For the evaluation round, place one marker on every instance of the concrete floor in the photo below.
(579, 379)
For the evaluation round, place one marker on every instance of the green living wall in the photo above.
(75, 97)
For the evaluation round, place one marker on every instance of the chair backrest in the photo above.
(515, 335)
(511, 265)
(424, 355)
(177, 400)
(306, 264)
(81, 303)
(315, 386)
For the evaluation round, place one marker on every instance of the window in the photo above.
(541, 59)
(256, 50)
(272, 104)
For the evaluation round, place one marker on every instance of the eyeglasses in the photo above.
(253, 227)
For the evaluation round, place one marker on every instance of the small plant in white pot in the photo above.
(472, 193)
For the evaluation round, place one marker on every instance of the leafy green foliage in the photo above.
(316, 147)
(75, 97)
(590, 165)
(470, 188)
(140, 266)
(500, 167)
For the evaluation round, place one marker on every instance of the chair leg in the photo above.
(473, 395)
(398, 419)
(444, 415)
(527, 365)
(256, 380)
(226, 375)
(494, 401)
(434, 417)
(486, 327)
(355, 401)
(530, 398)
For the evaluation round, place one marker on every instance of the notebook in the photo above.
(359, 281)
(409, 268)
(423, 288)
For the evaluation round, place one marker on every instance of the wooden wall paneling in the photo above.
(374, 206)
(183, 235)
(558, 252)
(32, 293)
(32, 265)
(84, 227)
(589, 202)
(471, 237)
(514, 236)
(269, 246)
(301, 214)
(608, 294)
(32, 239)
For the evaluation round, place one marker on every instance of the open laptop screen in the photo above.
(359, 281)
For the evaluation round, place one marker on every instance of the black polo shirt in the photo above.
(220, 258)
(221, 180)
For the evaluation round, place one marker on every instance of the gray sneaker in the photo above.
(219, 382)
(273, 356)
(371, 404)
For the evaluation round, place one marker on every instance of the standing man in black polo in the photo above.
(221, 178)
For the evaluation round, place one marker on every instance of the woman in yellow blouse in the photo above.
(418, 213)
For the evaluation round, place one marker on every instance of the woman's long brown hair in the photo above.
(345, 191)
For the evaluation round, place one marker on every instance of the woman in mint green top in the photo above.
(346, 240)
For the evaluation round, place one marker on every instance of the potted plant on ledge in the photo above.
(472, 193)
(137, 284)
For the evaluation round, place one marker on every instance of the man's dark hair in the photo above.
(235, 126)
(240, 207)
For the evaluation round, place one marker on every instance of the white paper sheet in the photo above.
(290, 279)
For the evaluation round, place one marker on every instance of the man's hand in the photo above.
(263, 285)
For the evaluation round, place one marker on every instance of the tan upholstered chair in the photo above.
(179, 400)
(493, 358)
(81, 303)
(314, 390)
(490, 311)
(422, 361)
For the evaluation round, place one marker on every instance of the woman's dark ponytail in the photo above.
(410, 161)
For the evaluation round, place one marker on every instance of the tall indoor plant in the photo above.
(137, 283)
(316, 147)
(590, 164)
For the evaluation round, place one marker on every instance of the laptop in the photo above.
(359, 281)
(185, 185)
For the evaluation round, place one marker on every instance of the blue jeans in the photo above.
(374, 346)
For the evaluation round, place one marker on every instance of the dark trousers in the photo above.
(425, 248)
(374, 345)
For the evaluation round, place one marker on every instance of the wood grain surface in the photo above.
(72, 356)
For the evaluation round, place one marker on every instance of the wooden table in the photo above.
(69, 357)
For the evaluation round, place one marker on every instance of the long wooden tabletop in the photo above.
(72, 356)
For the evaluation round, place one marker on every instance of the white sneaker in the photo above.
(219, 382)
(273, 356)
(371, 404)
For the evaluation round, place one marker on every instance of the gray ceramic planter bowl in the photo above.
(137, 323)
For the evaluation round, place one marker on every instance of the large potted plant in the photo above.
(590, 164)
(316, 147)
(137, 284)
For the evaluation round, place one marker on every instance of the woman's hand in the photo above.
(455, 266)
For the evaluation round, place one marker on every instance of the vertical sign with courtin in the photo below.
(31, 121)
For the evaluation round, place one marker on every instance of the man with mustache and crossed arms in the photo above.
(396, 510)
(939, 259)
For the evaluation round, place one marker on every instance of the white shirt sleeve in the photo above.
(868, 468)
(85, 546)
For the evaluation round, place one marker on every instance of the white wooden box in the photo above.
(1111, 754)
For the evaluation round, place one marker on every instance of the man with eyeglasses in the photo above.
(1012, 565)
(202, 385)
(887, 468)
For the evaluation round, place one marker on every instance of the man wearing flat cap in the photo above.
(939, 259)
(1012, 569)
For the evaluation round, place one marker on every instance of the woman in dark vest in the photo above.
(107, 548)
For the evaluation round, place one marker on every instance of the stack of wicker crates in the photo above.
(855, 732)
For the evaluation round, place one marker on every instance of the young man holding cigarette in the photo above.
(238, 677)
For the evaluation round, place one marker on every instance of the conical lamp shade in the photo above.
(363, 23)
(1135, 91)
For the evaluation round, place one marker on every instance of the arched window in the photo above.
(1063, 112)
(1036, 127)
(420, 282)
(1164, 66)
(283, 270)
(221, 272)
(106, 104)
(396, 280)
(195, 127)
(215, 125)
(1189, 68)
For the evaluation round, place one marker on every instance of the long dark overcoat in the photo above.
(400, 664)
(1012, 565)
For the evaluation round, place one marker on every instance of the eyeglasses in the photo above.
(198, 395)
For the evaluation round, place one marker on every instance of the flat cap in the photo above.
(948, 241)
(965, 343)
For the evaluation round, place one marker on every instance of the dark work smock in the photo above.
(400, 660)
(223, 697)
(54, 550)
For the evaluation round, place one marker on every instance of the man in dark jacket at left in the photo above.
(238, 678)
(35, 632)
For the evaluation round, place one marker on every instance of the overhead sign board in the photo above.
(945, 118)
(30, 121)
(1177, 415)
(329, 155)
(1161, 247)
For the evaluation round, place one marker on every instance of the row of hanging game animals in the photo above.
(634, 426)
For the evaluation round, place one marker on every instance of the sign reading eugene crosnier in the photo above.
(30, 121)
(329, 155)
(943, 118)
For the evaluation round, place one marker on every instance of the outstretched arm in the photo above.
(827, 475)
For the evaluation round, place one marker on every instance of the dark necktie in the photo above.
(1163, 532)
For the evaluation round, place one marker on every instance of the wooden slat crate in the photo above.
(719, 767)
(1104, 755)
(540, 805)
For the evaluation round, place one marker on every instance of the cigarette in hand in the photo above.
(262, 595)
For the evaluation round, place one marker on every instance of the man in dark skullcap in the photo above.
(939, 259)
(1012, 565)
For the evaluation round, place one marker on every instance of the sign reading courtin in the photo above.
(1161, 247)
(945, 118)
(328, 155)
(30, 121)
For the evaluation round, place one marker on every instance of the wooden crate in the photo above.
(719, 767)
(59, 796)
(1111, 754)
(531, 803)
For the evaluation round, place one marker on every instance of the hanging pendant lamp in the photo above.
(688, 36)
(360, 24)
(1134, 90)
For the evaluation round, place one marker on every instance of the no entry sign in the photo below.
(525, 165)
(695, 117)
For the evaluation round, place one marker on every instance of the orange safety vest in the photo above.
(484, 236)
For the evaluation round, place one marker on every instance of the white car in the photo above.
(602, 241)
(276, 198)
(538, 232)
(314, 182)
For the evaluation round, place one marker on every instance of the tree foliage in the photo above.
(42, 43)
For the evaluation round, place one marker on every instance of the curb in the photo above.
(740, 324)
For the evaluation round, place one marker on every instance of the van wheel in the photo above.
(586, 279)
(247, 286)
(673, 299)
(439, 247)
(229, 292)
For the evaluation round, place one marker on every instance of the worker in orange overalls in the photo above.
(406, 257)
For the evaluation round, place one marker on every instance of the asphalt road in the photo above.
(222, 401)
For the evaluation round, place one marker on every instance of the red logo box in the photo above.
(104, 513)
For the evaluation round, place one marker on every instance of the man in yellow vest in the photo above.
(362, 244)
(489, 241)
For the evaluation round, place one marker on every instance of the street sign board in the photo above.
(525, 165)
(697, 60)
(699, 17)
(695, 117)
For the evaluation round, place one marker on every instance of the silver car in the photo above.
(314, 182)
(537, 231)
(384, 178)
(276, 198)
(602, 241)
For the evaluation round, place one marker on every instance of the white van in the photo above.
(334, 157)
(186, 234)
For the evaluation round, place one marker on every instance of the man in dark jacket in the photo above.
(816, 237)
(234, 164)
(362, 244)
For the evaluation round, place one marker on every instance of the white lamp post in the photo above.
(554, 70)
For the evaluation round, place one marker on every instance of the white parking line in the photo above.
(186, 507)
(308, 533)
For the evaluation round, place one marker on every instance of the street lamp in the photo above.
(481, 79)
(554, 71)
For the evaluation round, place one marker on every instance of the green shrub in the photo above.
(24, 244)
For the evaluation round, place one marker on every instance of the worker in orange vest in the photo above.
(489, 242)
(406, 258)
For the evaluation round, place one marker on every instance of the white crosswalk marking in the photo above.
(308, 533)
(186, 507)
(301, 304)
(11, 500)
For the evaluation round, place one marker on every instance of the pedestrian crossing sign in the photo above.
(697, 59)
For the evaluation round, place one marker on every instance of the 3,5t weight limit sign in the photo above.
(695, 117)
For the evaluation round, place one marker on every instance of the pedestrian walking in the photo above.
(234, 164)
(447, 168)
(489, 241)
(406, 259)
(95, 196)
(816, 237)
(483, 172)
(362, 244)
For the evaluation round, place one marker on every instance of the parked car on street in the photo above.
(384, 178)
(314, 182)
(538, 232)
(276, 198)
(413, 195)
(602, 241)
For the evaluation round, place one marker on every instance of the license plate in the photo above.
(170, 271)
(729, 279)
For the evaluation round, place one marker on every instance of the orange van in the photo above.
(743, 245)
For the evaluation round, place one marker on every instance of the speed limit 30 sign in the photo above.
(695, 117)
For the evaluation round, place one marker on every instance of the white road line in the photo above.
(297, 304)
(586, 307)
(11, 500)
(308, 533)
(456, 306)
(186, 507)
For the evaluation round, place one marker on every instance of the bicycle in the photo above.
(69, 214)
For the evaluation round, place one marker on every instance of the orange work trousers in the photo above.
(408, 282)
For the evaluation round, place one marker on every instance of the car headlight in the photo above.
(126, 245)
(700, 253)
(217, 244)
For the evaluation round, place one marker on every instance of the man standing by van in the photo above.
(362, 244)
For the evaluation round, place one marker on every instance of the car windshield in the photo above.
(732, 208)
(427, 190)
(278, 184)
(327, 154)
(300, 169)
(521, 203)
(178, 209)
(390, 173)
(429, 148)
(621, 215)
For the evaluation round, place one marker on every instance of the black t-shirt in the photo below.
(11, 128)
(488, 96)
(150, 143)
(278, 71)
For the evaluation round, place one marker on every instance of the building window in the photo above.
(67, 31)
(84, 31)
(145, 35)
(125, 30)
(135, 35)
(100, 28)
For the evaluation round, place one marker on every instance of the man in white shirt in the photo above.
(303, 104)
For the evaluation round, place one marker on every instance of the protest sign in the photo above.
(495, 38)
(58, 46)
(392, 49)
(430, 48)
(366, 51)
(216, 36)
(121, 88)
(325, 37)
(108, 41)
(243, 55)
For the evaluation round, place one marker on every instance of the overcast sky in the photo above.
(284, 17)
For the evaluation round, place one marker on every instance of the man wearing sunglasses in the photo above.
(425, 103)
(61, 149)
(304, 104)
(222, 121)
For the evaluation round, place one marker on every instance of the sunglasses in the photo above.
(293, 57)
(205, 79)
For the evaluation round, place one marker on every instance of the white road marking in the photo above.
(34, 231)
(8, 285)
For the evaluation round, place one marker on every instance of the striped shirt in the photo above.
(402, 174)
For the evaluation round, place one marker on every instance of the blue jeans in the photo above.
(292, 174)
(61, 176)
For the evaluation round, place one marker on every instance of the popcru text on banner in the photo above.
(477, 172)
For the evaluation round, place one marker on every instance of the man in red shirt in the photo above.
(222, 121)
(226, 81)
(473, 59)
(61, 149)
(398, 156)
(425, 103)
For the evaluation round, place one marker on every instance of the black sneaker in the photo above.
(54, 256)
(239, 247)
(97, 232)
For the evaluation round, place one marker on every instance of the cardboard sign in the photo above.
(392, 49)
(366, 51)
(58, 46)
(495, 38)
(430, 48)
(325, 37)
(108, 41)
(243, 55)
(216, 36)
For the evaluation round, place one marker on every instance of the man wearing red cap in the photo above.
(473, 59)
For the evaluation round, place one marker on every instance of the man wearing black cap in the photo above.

□ □ □ □

Reproduce only the lines running from the one with "banner in the photo above." through the final line of the listing above, both ends included.

### Output for this exercise
For the evaluation round, place one marker on every instance of the popcru text on banner in the photo above.
(477, 172)
For the evaluation round, place one marker on every instance of the man in red shirt in the photo above.
(222, 121)
(226, 81)
(473, 59)
(61, 149)
(398, 156)
(425, 103)
For the evaluation round, place one marker on every instance of the black sneaker in the photo above.
(54, 256)
(239, 247)
(97, 232)
For the evaluation round, place one marker on every instance of the cardboard sign in the photo above.
(392, 49)
(366, 51)
(58, 46)
(495, 38)
(430, 48)
(325, 37)
(108, 41)
(243, 55)
(216, 36)
For the evaluation round, place one marker on every instance of the man wearing red cap in the photo above.
(473, 59)
For the evaluation round, place one marker on every instance of the man wearing black cap in the photo above.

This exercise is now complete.